(Text):
↓↓↓

# palominos and flaxen chestnuts



## GreyRay

A Palomino has a golden coat, and a Chestnut has a red coat. Not all Chestnuts have a flaxen mane and tail.
Thats about as detailed as I can get with coat colors, lol.
_Posted via Mobile Device_


----------



## Poseidon

Palomino









Chestnut with Flaxen mane and tail









Sometimes they are hard to distinguish, but palominos have a very goldeny shimmer to them in the sun. If that helps. Hahah.


----------



## GCSM16

i always get them mixed up....lol I'd have called both of those palominos. Genetics is not my strong point


----------



## Poseidon

Genetically, a palomino is a sorrel/chestnut is one cream dilute. A chestnut with a flaxen mane and tail is just a regular chestnut/sorrel with the flaxen gene, which is just a modifier. 

If that makes more sense.


----------



## Chiilaa

To tell the difference you need a sunny day. A palomino will have a golden shine on their coat. A chestnut will have a bronze or copper shine.

You can also tell by looking at their breeding if you know it. Sometimes it can be mixed up though, with people mistaking one colour for another.


----------



## equiniphile

Flaxen chestnuts often have a fake dorsal stripe called countershading, like my mini Lulu.


----------



## CharliGirl

My gelding Scotch had a sorrel roan father and a palomino mother. I believe he is a Sorrel Roan with a flaxen mane and tail. Quite the colorful guy, especially with all of his chrome! 










It's kinda hard to see his roan markings here. His mane and tail get a lot lighter than this in the summer (this is an older picture).


----------



## Chiilaa

Yup he is a chestnut. You can kind of see the shine that I am talking about, with the orangey-copper tones to his glinting coat.

↑↑↑

(Items drawn from a data source):

↓↓↓

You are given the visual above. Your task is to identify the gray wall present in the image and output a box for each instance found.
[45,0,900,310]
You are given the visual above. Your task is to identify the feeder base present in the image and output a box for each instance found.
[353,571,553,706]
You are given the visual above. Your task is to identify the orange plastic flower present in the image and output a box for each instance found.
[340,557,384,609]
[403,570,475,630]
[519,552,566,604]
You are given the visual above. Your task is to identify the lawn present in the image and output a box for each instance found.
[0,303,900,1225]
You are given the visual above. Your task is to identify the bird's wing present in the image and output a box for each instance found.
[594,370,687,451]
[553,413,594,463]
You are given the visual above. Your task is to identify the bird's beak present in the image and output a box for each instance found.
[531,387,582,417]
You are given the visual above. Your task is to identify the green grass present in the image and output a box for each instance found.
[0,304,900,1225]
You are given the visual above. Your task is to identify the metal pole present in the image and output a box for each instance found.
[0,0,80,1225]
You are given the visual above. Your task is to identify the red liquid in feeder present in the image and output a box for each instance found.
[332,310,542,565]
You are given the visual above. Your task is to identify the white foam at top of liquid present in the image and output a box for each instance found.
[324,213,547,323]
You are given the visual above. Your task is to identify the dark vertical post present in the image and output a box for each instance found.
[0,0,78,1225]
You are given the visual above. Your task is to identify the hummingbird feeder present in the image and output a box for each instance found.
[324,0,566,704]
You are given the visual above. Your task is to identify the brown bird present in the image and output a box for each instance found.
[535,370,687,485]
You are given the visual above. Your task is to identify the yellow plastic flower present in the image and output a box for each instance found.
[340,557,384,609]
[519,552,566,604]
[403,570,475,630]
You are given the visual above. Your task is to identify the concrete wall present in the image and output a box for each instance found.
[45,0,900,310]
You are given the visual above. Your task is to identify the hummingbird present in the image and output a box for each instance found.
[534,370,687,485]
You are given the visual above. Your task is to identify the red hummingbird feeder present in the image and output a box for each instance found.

↑↑↑

(Work item): Return the passage of the thread on palominos and flaxen chestnuts from "Genetically, a palomino" up to and including "colour for another.". You will not need the records for this.

(Response to this task):
Genetically, a palomino is a sorrel/chestnut is one cream dilute. A chestnut with a flaxen mane and tail is just a regular chestnut/sorrel with the flaxen gene, which is just a modifier. 

If that makes more sense.


----------



## Chiilaa

To tell the difference you need a sunny day. A palomino will have a golden shine on their coat. A chestnut will have a bronze or copper shine.

You can also tell by looking at their breeding if you know it. Sometimes it can be mixed up though, with people mistaking one colour for another.